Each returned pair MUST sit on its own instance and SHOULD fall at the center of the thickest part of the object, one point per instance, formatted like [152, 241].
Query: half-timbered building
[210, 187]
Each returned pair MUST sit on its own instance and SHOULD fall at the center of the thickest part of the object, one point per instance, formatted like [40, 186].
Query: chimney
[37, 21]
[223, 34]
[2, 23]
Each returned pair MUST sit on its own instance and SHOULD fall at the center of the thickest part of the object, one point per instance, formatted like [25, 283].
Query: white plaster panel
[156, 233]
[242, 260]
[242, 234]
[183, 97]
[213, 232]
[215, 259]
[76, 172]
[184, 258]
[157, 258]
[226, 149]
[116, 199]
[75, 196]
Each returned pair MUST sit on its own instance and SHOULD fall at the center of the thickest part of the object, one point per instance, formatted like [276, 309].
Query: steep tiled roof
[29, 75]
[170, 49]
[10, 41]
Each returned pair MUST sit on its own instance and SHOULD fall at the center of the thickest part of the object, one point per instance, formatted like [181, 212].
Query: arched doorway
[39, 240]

## Exercise prompt
Set down exactly the lines from the one that contains "Query: steep tiled roof" to the final line above, both included, and nothing more.

## Task answer
Query: steep tiled roof
[29, 75]
[170, 49]
[10, 41]
Each returned pair MUST sit on its own instance and SHOULD fall at the center of the thickest part of the object, one point per instance, formatted like [181, 212].
Query: arched doorway
[39, 240]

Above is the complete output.